- [Exercise goal] Pull out, word for word, every line from the start of the records through the line that contains "Segment every instance of the hill", with both ends included.

Records from a dataset
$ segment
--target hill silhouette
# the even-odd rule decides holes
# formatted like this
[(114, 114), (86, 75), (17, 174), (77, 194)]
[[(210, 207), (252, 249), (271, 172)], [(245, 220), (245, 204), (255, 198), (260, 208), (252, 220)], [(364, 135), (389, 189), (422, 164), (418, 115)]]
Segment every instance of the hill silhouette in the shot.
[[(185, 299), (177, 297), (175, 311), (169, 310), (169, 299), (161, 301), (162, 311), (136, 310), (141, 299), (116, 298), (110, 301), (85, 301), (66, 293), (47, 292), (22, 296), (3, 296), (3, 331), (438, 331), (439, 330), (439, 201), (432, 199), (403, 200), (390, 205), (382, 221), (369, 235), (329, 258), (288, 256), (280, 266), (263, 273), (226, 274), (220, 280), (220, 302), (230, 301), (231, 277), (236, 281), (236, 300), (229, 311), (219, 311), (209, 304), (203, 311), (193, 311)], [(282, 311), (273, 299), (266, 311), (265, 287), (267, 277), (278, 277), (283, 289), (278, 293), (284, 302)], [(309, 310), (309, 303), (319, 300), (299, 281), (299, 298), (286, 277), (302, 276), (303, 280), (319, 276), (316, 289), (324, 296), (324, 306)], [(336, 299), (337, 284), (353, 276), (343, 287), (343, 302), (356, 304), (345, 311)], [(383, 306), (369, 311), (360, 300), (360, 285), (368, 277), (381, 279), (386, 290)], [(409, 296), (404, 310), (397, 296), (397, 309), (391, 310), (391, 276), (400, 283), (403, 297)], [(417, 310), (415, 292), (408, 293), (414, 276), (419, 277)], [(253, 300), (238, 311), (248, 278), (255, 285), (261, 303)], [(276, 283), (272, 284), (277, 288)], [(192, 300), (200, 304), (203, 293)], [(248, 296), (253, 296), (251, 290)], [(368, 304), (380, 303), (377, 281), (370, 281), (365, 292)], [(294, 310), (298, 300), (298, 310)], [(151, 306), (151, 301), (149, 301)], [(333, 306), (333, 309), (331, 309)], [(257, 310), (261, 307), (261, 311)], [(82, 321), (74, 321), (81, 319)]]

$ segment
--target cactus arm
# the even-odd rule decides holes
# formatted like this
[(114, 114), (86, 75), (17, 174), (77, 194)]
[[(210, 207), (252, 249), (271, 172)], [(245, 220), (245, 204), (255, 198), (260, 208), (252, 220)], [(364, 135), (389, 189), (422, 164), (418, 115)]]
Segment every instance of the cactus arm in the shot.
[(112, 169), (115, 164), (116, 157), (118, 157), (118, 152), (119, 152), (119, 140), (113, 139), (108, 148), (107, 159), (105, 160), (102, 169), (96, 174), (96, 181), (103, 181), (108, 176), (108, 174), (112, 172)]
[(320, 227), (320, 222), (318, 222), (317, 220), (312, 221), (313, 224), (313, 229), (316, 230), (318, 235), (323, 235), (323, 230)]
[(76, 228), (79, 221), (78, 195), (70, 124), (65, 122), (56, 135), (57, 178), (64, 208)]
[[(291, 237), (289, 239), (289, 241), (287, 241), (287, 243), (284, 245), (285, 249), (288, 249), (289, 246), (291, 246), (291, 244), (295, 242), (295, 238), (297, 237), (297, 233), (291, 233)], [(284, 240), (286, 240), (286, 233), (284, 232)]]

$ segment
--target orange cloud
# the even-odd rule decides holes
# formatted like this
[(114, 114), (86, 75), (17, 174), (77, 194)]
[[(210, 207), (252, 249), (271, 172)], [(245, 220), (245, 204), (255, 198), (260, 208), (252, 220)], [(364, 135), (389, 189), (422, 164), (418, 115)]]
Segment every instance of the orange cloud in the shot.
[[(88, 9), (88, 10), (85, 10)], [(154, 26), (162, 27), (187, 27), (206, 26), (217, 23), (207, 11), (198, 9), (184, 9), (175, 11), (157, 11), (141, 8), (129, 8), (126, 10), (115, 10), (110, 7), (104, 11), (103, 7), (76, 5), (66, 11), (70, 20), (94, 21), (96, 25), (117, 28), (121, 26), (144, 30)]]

- [Problem solution]
$ segment
--target hill silhouette
# the even-odd rule decides holes
# formatted like this
[(114, 114), (86, 75), (17, 174), (77, 194)]
[[(210, 207), (252, 249), (271, 172)], [(245, 220), (245, 204), (255, 198), (260, 208), (252, 220)], [(364, 135), (389, 189), (422, 164), (418, 115)]]
Segment every instance of the hill silhouette in the shot.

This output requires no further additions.